# SELECTED EXTRACT

The Mayers were pioneer collectors of Mexican art; they became interested in the genre in the 1970s, when such work elicited little interest in the market. There were bargains to be had, and the Mayers snapped up significant items at a breathtaking pace. They were guided by the late Robert Stroessner, a visionary curator in the New World department at the DAM from the late '60s until his death from AIDS in the early '90s. Pierce credits Stroessner's efforts and the support, in so many ways, of the Mayers for making Painting a New World a reality. The Mayers are also why, despite the limited popular appeal of the show, it was feasible to do; their financial support means that the cost of the exhibit really doesn't need to be offset by ticket revenues.
Painting a New World is accompanied by a scholarly catalogue written by Pierce, along with Rogelio Ruiz Gomar and Clara Bargellini, both from the Universidad Nacional Autónoma de México. The catalogue is a valuable resource for such a little-known branch of art history. The story of New Spain is laid out, with the authors starting at the beginning and ending at the end. That sounds sensible, doesn't it? It's a shame the show doesn't follow that same format. Instead, as usual for the DAM, the pieces in Painting a New World are not arranged chronologically, but according to themes.
I've said it before, but I need to say it again: When a show is hung in a thematic, free-form way, as Painting a New World is, the historical message is hidden and therefore missing in action. What makes this so very irksome to me is that I don't think it helps attract viewers, which is ostensibly why these blockbusters are done. Art history is seen as a turnoff by focus groups. But you know what? I don't think they represent the people who actually see shows like this. I think those who do see them want to know their history and therefore their meaning. It's perverse, but the DAM persists in pitching shows to the people who don't go to see them while ignoring the ones who do. One thing I'm sure of is that this was out of Pierce's control.

# PROBLEMS TO SOLVE
**a.** Please reproduce the text on the Painting a New World exhibit word for word, between "Painting a New World is accompanied" and "according to themes.", inclusive.
**b.** Answer these questions from the text on the Painting a New World exhibit:
(i) In what decade did the Mayers become interested in Mexican art?
(ii) What institution are Rogelio Ruiz Gomar and Clara Bargellini from?
(iii) According to the text, how are the pieces in the show arranged?

# RECORD EXCERPTS
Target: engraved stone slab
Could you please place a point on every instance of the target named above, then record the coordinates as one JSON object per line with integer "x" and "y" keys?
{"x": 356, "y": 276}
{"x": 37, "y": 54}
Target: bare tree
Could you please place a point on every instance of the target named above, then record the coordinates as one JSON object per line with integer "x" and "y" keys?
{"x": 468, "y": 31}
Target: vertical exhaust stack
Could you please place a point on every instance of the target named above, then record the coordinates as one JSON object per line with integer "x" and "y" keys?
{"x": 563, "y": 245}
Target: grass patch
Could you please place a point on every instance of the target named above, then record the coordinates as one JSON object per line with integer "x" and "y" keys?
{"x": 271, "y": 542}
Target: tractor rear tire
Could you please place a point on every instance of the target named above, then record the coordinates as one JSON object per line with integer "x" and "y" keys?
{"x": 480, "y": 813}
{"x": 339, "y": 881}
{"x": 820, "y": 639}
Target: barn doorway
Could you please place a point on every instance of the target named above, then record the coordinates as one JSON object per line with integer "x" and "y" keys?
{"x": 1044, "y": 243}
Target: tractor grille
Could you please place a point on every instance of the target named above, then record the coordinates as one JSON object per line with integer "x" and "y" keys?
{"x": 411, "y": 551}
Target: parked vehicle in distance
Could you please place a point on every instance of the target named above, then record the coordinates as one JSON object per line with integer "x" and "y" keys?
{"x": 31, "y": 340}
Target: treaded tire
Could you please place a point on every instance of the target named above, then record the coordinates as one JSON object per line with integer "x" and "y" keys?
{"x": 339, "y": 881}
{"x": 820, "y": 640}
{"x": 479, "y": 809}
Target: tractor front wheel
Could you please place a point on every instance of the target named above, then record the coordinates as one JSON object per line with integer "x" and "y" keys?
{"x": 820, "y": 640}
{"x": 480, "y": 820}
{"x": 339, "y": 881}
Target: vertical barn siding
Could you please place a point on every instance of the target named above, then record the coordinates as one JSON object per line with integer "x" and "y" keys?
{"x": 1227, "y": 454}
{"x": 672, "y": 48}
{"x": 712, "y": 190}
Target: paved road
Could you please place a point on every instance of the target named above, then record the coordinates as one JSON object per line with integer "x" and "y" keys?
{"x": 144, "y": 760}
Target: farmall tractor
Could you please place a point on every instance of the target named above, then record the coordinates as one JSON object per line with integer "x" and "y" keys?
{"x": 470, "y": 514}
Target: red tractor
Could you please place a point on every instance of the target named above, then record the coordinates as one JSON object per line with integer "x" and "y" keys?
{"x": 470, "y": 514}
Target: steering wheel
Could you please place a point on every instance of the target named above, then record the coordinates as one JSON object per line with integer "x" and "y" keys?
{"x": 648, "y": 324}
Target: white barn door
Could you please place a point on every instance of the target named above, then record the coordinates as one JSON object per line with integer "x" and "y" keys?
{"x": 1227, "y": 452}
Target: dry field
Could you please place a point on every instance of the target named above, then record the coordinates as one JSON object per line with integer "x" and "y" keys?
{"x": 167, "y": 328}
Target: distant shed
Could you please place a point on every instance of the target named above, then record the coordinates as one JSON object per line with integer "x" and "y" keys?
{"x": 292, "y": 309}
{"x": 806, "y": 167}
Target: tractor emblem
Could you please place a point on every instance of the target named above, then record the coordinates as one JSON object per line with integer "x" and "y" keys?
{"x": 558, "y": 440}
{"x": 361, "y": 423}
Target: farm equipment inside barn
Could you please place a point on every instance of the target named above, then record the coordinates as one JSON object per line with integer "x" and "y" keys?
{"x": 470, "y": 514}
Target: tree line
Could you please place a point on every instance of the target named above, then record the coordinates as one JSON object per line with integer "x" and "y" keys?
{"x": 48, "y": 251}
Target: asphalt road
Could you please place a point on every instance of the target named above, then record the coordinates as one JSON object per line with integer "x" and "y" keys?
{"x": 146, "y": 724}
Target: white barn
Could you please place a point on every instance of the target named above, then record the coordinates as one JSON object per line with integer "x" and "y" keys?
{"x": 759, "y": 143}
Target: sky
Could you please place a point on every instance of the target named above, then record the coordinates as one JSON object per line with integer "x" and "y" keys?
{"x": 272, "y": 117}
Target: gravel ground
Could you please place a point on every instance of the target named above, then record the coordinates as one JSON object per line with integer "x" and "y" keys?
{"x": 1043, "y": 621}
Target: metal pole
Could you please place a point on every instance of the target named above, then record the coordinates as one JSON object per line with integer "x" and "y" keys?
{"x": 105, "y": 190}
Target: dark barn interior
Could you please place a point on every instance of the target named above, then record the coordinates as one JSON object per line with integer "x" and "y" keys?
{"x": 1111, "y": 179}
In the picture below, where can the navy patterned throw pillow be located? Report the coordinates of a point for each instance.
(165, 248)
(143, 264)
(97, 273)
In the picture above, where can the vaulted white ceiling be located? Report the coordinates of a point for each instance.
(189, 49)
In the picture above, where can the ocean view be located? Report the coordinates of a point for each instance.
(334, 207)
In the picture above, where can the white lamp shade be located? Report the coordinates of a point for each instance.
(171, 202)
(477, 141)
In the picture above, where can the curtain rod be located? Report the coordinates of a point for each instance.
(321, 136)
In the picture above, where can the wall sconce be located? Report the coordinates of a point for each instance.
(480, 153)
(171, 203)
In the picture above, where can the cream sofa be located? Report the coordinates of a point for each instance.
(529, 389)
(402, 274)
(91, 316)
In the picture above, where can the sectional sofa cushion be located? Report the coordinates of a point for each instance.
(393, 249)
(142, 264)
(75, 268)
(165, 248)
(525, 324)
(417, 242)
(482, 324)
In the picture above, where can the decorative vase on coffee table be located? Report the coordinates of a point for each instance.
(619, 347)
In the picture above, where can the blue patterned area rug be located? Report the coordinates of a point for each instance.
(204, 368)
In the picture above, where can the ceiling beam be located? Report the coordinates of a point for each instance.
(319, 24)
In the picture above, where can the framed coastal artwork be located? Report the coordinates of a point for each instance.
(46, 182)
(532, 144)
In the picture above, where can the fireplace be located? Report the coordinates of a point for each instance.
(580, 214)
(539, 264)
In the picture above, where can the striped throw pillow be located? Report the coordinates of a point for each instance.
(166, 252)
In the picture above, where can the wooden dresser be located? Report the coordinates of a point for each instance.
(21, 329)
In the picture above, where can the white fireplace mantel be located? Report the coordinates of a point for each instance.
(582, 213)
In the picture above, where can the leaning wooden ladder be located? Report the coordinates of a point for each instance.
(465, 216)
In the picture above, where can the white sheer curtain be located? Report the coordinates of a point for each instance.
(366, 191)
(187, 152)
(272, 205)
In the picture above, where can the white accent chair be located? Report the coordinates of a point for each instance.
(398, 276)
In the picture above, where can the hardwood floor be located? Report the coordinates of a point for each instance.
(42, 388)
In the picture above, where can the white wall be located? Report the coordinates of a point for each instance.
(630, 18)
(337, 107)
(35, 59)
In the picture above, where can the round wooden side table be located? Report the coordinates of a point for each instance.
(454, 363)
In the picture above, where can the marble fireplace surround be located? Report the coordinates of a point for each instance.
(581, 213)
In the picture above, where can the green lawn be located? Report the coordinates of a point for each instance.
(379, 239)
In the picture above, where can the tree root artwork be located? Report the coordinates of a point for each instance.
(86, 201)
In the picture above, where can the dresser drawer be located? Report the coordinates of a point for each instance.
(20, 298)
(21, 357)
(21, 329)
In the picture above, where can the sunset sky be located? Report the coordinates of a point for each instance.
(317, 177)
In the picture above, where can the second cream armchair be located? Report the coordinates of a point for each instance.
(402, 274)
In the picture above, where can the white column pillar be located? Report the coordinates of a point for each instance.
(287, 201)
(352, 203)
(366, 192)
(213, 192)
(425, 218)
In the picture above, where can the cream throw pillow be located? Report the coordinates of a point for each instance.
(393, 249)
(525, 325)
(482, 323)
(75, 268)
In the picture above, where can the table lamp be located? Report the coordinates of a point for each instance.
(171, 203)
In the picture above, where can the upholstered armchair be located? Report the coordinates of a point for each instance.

# FULL SOLUTIONS
**a.**
Painting a New World is accompanied by a scholarly catalogue written by Pierce, along with Rogelio Ruiz Gomar and Clara Bargellini, both from the Universidad Nacional Autónoma de México. The catalogue is a valuable resource for such a little-known branch of art history. The story of New Spain is laid out, with the authors starting at the beginning and ending at the end. That sounds sensible, doesn't it? It's a shame the show doesn't follow that same format. Instead, as usual for the DAM, the pieces in Painting a New World are not arranged chronologically, but according to themes.

**b.**
(i) The 1970s.
(ii) The Universidad Nacional Autónoma de México.
(iii) According to themes rather than chronologically.